### BRIEF
Rewrite the rows from the first line through the line containing "85 87 L 104", replacing "distant mountain range" with "far-off mountain range" and leaving everything else unchanged.

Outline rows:
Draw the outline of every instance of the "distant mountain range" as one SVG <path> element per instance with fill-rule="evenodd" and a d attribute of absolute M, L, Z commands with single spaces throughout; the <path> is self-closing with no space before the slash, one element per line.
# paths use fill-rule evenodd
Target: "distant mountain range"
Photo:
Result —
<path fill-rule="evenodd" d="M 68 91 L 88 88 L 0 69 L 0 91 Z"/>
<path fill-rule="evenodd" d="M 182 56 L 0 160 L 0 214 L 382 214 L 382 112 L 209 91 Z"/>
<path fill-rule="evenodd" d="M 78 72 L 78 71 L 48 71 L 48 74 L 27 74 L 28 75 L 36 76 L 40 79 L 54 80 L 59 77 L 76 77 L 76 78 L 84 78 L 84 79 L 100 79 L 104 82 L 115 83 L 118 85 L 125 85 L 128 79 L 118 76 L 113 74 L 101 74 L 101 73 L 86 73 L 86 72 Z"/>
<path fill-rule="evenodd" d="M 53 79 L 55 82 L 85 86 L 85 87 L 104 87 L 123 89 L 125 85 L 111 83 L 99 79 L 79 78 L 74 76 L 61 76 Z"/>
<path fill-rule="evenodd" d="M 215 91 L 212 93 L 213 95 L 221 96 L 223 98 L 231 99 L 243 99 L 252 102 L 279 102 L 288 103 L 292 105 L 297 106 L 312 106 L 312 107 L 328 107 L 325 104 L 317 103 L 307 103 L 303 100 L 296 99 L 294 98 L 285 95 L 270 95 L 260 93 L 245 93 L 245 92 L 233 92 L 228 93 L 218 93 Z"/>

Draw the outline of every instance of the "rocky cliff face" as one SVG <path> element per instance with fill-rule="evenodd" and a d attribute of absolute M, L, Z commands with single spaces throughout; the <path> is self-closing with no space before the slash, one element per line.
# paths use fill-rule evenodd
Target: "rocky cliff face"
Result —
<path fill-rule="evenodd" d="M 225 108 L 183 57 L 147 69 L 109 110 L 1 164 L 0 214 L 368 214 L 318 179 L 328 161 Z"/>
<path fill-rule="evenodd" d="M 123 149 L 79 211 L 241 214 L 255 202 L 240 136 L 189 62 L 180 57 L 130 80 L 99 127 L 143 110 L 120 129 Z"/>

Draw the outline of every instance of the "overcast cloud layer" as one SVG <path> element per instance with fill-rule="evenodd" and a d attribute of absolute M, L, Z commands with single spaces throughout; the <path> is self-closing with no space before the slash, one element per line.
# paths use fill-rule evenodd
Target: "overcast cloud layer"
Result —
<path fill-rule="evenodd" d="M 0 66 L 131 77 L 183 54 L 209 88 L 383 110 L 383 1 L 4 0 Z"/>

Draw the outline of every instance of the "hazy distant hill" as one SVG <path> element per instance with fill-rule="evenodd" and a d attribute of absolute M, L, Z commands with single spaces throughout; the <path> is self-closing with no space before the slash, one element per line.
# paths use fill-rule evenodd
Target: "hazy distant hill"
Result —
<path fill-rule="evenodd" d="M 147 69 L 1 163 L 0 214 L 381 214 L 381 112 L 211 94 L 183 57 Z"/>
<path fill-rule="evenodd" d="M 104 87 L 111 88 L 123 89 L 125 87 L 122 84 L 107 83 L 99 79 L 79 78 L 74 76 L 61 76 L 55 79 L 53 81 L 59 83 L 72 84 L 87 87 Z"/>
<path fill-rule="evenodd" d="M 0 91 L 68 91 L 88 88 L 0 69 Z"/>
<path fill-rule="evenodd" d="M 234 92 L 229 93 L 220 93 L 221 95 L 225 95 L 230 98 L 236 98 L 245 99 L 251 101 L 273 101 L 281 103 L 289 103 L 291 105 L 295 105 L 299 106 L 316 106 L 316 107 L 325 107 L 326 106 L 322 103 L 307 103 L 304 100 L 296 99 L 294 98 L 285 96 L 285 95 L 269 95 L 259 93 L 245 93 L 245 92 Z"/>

### EXERCISE RESULT
Draw the outline of every instance of the "far-off mountain range" as one SVG <path> element per instance with fill-rule="evenodd" and a d attribute of absolute M, L, Z commands with single spaces throughout; the <path> is self-closing with no space before the slash, one element per line.
# paths use fill-rule evenodd
Target: "far-off mountain range"
Photo:
Result —
<path fill-rule="evenodd" d="M 68 91 L 88 88 L 0 69 L 0 91 Z"/>
<path fill-rule="evenodd" d="M 182 56 L 0 160 L 0 214 L 382 214 L 382 112 L 209 91 Z"/>
<path fill-rule="evenodd" d="M 78 72 L 78 71 L 48 71 L 48 74 L 27 74 L 28 75 L 36 76 L 40 79 L 54 80 L 59 77 L 76 77 L 76 78 L 84 78 L 84 79 L 100 79 L 104 82 L 115 83 L 118 85 L 125 85 L 128 79 L 118 76 L 113 74 L 101 74 L 101 73 L 86 73 L 86 72 Z"/>
<path fill-rule="evenodd" d="M 53 79 L 55 82 L 85 86 L 85 87 L 104 87 L 123 89 L 125 85 L 111 83 L 99 79 L 79 78 L 74 76 L 61 76 Z"/>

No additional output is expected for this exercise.